ARAHAN A: Bisakah Anda mengutip secara persis bagian teks tentang Pulau Kelor di bawah, yaitu bagian yang dibuka dengan kata-kata berisi "Saya sendiri hanya" dan ditutup dengan "ini di sini."?

### TEKS BACAAN

Nama pulau ini Pulau Kelor mungkin karena luas tempat ini hanya seluas
daun kelor. Pulau ini memiliki bibir pantai yang cukup landai dengan pasir
putih dan bukit menjulang tinggi dengan kemiringan lebih dari 45 derajat di
tengah pulau yang menggoda untuk didaki.
Dibutuhkan kurang lebih 15 hingga 20 menit
buat sampai di puncak bukti tempat saya berdiri ini, dan dibutuhkan
waktu lebih lama untuk menuruninya.
Jika anda punya sedikit keberanian saya sangat sarangkan anda untuk
mendaki puncak bukit ini. Tapi ingat tingkat kemiringan 45 derajat bukan
perkara mudah untuk di daki kita harus benar-benar ekstra hati-hati jika tidak
bisa-bisa kita akan berakhir tragis di sini. Ombak di pantai ini juga cukup
tenang sehingga bisa jadi tempat tepat untuk melakukan free dive. Dasar yang
cukup dalam dengan terumbu karang yang cantik bisa ditemui di area yang tidak
terlalu jauh dari tepi pantai.
Saya sendiri hanya menikmati pemandangan nan indah di tempat ini dari
ketinggian bukitnya, tidak berenang maupun snorkeling seperti turis-turis yang
lain. Saya sudah cukup trauma dengan air laut di pantai pink tadi pagi. Puas di
Pulau Kelor kami memutuskan untuk mengakhiri petualangan seru ini di sini.

######
### ENTRI YANG DIEKSTRAK

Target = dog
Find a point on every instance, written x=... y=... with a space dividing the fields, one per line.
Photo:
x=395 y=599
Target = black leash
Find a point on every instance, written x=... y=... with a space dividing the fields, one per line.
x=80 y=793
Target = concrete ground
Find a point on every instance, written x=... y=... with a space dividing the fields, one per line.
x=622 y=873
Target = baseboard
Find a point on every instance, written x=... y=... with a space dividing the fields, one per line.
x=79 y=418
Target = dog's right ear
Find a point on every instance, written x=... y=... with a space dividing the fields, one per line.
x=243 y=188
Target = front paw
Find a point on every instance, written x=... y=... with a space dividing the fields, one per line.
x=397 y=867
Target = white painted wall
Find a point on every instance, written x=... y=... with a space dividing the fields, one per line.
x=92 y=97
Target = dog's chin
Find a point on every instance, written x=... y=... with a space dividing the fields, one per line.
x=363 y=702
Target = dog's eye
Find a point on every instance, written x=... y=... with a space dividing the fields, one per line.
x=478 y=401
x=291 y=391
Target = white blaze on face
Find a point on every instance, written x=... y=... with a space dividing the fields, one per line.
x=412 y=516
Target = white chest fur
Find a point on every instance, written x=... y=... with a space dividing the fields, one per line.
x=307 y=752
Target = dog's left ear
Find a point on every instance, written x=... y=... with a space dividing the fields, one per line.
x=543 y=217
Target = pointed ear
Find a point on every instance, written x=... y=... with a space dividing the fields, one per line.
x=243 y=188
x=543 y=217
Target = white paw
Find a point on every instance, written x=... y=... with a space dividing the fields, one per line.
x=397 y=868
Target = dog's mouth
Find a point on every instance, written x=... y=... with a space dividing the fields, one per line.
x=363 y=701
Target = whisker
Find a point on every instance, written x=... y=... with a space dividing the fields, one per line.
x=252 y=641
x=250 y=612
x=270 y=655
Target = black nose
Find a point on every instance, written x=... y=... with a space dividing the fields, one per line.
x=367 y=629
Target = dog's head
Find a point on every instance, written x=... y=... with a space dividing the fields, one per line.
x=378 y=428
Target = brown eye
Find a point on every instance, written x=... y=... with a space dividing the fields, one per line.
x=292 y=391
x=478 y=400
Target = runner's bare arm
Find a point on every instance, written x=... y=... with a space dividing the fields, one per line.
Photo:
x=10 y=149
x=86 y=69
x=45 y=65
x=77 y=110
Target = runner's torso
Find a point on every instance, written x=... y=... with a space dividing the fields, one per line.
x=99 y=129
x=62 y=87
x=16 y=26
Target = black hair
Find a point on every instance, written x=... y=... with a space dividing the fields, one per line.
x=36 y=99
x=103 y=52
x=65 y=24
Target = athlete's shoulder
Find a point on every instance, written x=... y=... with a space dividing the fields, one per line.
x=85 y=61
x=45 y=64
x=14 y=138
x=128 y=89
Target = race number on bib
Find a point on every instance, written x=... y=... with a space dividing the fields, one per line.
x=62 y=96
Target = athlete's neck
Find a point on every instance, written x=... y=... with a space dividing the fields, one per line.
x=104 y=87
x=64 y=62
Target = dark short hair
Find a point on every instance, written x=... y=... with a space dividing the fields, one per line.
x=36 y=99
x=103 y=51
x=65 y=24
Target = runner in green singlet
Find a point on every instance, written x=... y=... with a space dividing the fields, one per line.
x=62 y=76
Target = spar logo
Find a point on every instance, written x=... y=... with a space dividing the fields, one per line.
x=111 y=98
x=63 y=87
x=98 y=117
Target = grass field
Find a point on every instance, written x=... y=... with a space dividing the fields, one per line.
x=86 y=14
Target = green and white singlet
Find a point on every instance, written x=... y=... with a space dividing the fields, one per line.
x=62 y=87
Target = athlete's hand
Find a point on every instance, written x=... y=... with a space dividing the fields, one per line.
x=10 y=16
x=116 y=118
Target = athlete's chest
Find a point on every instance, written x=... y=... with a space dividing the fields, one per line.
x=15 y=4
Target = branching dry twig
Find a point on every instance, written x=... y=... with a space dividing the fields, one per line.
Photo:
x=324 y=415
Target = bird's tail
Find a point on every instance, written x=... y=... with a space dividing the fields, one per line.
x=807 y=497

######

ARAHAN B: Bisakah Anda menyalin ulang secara persis baris-baris entri di atas, mulai dari baris yang memuat "Target = dark short hair" sampai baris terakhir entri, termasuk kedua baris itu?

JAWABAN TERTULIS A:
Saya sendiri hanya menikmati pemandangan nan indah di tempat ini dari
ketinggian bukitnya, tidak berenang maupun snorkeling seperti turis-turis yang
lain. Saya sudah cukup trauma dengan air laut di pantai pink tadi pagi. Puas di
Pulau Kelor kami memutuskan untuk mengakhiri petualangan seru ini di sini.

JAWABAN TERTULIS B:
Target = dark short hair
Find a point on every instance, written x=... y=... with a space dividing the fields, one per line.
x=36 y=99
x=103 y=51
x=65 y=24
Target = runner in green singlet
Find a point on every instance, written x=... y=... with a space dividing the fields, one per line.
x=62 y=76
Target = spar logo
Find a point on every instance, written x=... y=... with a space dividing the fields, one per line.
x=111 y=98
x=63 y=87
x=98 y=117
Target = grass field
Find a point on every instance, written x=... y=... with a space dividing the fields, one per line.
x=86 y=14
Target = green and white singlet
Find a point on every instance, written x=... y=... with a space dividing the fields, one per line.
x=62 y=87
Target = athlete's hand
Find a point on every instance, written x=... y=... with a space dividing the fields, one per line.
x=10 y=16
x=116 y=118
Target = athlete's chest
Find a point on every instance, written x=... y=... with a space dividing the fields, one per line.
x=15 y=4
Target = branching dry twig
Find a point on every instance, written x=... y=... with a space dividing the fields, one per line.
Photo:
x=324 y=415
Target = bird's tail
Find a point on every instance, written x=... y=... with a space dividing the fields, one per line.
x=807 y=497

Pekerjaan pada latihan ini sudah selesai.